[Dataset records about object locations]

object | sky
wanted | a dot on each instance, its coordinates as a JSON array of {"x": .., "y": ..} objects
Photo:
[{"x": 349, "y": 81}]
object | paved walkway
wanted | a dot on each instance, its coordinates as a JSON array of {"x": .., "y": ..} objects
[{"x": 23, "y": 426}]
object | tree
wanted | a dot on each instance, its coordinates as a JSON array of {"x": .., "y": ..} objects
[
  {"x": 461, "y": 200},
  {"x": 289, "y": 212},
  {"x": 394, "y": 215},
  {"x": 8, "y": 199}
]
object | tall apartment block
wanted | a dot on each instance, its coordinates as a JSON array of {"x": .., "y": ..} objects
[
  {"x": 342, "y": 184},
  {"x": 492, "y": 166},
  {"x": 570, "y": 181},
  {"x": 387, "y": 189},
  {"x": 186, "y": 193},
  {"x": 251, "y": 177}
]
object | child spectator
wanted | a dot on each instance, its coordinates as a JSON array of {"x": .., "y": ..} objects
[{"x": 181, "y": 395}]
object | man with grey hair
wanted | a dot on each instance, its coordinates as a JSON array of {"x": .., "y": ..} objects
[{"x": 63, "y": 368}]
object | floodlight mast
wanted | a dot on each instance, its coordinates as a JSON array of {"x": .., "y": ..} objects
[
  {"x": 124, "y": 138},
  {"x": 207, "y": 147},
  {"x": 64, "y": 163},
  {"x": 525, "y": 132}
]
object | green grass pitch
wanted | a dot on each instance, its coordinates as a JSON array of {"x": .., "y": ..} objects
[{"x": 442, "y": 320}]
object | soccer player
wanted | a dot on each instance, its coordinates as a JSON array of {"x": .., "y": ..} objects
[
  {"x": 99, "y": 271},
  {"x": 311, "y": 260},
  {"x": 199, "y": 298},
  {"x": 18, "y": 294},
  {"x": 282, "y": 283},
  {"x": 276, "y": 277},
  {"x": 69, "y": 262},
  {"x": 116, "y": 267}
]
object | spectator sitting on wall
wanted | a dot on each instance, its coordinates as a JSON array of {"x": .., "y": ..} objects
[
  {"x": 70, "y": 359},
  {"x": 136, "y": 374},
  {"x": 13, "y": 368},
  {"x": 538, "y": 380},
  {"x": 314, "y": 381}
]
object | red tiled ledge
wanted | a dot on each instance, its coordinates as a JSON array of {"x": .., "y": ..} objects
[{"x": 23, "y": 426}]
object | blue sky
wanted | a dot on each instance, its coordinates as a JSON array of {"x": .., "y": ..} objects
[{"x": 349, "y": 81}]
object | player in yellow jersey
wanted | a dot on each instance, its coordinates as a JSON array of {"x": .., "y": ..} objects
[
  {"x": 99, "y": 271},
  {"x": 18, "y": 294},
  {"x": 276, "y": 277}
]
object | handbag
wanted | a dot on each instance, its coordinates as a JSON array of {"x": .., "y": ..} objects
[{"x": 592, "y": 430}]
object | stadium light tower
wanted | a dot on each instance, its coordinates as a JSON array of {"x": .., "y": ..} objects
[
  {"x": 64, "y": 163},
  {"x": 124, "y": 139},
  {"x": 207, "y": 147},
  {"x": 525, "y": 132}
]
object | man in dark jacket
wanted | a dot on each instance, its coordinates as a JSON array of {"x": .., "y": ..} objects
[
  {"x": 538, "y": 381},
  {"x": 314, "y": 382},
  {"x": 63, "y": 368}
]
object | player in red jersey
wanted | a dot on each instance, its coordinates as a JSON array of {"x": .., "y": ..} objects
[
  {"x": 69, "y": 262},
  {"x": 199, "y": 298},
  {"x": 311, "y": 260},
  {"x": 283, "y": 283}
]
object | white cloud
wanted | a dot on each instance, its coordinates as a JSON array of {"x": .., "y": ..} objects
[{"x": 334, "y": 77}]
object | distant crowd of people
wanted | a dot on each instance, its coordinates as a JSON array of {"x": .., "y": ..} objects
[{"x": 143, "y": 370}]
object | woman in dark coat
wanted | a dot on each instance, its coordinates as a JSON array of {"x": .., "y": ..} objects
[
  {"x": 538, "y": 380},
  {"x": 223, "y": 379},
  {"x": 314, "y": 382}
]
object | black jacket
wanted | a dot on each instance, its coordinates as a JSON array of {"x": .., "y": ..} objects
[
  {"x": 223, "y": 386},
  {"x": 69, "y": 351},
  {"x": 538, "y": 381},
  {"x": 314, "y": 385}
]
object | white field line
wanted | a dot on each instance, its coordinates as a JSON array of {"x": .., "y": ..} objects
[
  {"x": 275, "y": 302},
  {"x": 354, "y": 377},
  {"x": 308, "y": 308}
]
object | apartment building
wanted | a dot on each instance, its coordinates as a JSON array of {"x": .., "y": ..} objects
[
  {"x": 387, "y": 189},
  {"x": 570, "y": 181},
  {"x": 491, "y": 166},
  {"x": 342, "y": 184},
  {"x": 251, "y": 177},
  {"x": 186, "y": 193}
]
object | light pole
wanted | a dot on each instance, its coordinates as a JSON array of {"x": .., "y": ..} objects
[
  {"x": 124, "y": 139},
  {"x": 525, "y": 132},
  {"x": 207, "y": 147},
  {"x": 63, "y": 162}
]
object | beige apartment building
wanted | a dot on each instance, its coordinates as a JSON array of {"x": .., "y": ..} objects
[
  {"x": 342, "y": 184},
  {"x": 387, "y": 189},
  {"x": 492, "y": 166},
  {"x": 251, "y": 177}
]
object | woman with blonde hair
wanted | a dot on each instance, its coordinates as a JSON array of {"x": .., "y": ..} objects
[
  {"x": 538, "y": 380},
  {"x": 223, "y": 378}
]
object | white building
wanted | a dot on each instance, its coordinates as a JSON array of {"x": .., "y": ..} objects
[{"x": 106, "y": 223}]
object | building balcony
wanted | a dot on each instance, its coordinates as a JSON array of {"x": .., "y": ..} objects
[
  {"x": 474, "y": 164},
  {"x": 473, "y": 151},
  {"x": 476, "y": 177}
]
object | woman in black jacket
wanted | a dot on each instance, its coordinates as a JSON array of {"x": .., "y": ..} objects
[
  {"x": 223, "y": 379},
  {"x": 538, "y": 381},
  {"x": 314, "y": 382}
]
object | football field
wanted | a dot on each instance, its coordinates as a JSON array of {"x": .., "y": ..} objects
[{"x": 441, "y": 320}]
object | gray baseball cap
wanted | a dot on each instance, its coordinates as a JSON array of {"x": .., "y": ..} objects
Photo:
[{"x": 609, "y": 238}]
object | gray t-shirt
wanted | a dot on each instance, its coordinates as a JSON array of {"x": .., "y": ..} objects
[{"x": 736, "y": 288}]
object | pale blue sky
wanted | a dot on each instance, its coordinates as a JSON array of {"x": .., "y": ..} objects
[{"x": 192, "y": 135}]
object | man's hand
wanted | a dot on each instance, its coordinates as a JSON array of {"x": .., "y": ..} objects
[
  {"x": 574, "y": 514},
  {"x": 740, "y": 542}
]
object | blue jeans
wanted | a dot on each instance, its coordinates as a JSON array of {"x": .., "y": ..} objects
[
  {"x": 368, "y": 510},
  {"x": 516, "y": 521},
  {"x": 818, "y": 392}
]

GOAL
Reproduce the records above line for line, with no changes.

SOLUTION TO THE PROBLEM
object | sky
wanted | a dot on each instance, its coordinates as a JSON array of {"x": .., "y": ..} objects
Photo:
[{"x": 349, "y": 81}]
object | paved walkway
wanted | a dot on each instance, its coordinates as a JSON array of {"x": .., "y": ..} objects
[{"x": 23, "y": 426}]
object | tree
wanted | a dot on each instance, its coordinates as a JSON array of {"x": .., "y": ..} objects
[
  {"x": 461, "y": 200},
  {"x": 289, "y": 212},
  {"x": 394, "y": 215},
  {"x": 8, "y": 199}
]
object | tall apartment block
wanted | a dot on each instance, its coordinates as a JSON array of {"x": .., "y": ..} objects
[
  {"x": 342, "y": 184},
  {"x": 492, "y": 166},
  {"x": 570, "y": 181},
  {"x": 387, "y": 189},
  {"x": 186, "y": 193},
  {"x": 251, "y": 177}
]
object | child spectator
wanted | a dot on each instance, its coordinates as a JSON array of {"x": .., "y": ..} objects
[{"x": 181, "y": 395}]
object | man with grey hair
wanted | a dot on each instance, its coordinates as a JSON array of {"x": .., "y": ..} objects
[{"x": 63, "y": 368}]
object | floodlight mast
wanted | a dot on each instance, its coordinates as a JSON array of {"x": .., "y": ..} objects
[
  {"x": 124, "y": 138},
  {"x": 207, "y": 147},
  {"x": 64, "y": 163},
  {"x": 525, "y": 132}
]
object | green grass pitch
wanted | a dot on each instance, its coordinates as a JSON array of {"x": .., "y": ..} objects
[{"x": 442, "y": 320}]
object | soccer player
wanted | a dot on each instance, its coordinates as a JSON array of {"x": .., "y": ..} objects
[
  {"x": 99, "y": 271},
  {"x": 311, "y": 260},
  {"x": 199, "y": 298},
  {"x": 18, "y": 294},
  {"x": 282, "y": 283},
  {"x": 276, "y": 277},
  {"x": 69, "y": 262},
  {"x": 116, "y": 267}
]
object | spectator sitting on wall
wanted | a dot on each instance, its coordinates as a JSON array of {"x": .., "y": ..} objects
[
  {"x": 70, "y": 359},
  {"x": 136, "y": 374},
  {"x": 13, "y": 368},
  {"x": 538, "y": 380},
  {"x": 314, "y": 381}
]
object | red tiled ledge
wanted | a dot on each instance, its coordinates as a JSON array of {"x": .., "y": ..} objects
[{"x": 23, "y": 426}]
object | blue sky
wanted | a dot on each instance, its coordinates as a JSON array of {"x": .., "y": ..} objects
[{"x": 349, "y": 81}]
object | player in yellow jersey
wanted | a dot on each instance, its coordinates as a JSON array of {"x": .., "y": ..} objects
[
  {"x": 99, "y": 271},
  {"x": 18, "y": 294},
  {"x": 276, "y": 277}
]
object | handbag
wanted | a dot on each instance, its coordinates as a JSON array of {"x": .., "y": ..} objects
[{"x": 592, "y": 430}]
object | stadium light tower
wanted | a dot on each instance, its coordinates as a JSON array of {"x": .., "y": ..} objects
[
  {"x": 64, "y": 163},
  {"x": 124, "y": 139},
  {"x": 207, "y": 147},
  {"x": 525, "y": 132}
]
object | man in dark jacket
wanted | a dot on each instance, its coordinates as a JSON array of {"x": .., "y": ..} objects
[
  {"x": 538, "y": 381},
  {"x": 314, "y": 382},
  {"x": 63, "y": 368}
]
object | player in red jersey
wanted | a dot on each instance, its coordinates as a JSON array of {"x": .., "y": ..} objects
[
  {"x": 69, "y": 262},
  {"x": 199, "y": 298},
  {"x": 311, "y": 260},
  {"x": 283, "y": 283}
]
object | white cloud
wanted | a dot on each instance, its coordinates as a JSON array of {"x": .., "y": ..} objects
[{"x": 334, "y": 77}]
object | distant crowd of people
wanted | a dot on each instance, its coordinates as a JSON array of {"x": .., "y": ..} objects
[{"x": 143, "y": 370}]
object | woman in dark coat
wanted | a dot on each instance, its coordinates as a JSON array of {"x": .., "y": ..} objects
[
  {"x": 538, "y": 380},
  {"x": 223, "y": 379},
  {"x": 314, "y": 382}
]
object | black jacket
wanted | a dot on each instance, its coordinates as a JSON array of {"x": .., "y": ..} objects
[
  {"x": 223, "y": 386},
  {"x": 69, "y": 351},
  {"x": 538, "y": 381},
  {"x": 314, "y": 385}
]
object | white field line
wanted | a dot on each instance, its coordinates as a JSON array of {"x": .., "y": ..} objects
[
  {"x": 275, "y": 302},
  {"x": 354, "y": 377},
  {"x": 308, "y": 308}
]
object | apartment building
wanted | a dot on each instance, its coordinates as a JSON array of {"x": .., "y": ..} objects
[
  {"x": 387, "y": 189},
  {"x": 570, "y": 181},
  {"x": 491, "y": 166},
  {"x": 342, "y": 184},
  {"x": 251, "y": 177},
  {"x": 186, "y": 193}
]
object | light pole
wanted | a dot on each instance, its coordinates as a JSON array of {"x": .., "y": ..} objects
[
  {"x": 124, "y": 139},
  {"x": 525, "y": 132},
  {"x": 207, "y": 147},
  {"x": 63, "y": 162}
]
object | beige apartment building
wanted | a dot on each instance, its coordinates as a JSON array of {"x": .., "y": ..} objects
[
  {"x": 342, "y": 184},
  {"x": 387, "y": 189},
  {"x": 492, "y": 166},
  {"x": 251, "y": 177}
]
object | woman with blonde hair
wanted | a dot on each instance, its coordinates as a JSON array of {"x": .., "y": ..} objects
[
  {"x": 538, "y": 380},
  {"x": 223, "y": 378}
]
object | white building
wanted | a dot on each instance, its coordinates as a JSON array of {"x": .., "y": ..} objects
[{"x": 106, "y": 223}]
object | building balcony
wanted | a dot on each instance, its coordinates as a JSON array of {"x": .., "y": ..} objects
[
  {"x": 474, "y": 164},
  {"x": 473, "y": 151},
  {"x": 476, "y": 177}
]
object | woman in black jacket
wanted | a dot on each instance, its coordinates as a JSON array of {"x": .., "y": ..} objects
[
  {"x": 223, "y": 379},
  {"x": 538, "y": 381},
  {"x": 314, "y": 382}
]
object | football field
wanted | a dot on each instance, its coordinates as a JSON array of {"x": .., "y": ..} objects
[{"x": 441, "y": 320}]
object | gray baseball cap
wanted | a dot on each instance, its coordinates as a JSON array of {"x": .., "y": ..} objects
Photo:
[{"x": 609, "y": 238}]
object | gray t-shirt
wanted | a dot on each instance, its coordinates as a JSON array of {"x": .., "y": ..} objects
[{"x": 736, "y": 288}]
object | pale blue sky
wanted | a dot on each instance, its coordinates as a JSON array of {"x": .., "y": ..} objects
[{"x": 192, "y": 135}]
object | man's hand
wanted | a dot on each instance, its coordinates as a JSON array of {"x": .., "y": ..} objects
[
  {"x": 574, "y": 514},
  {"x": 740, "y": 542}
]
object | blue jeans
wanted | a dot on each instance, its coordinates as a JSON array of {"x": .., "y": ..} objects
[
  {"x": 368, "y": 510},
  {"x": 516, "y": 521},
  {"x": 818, "y": 392}
]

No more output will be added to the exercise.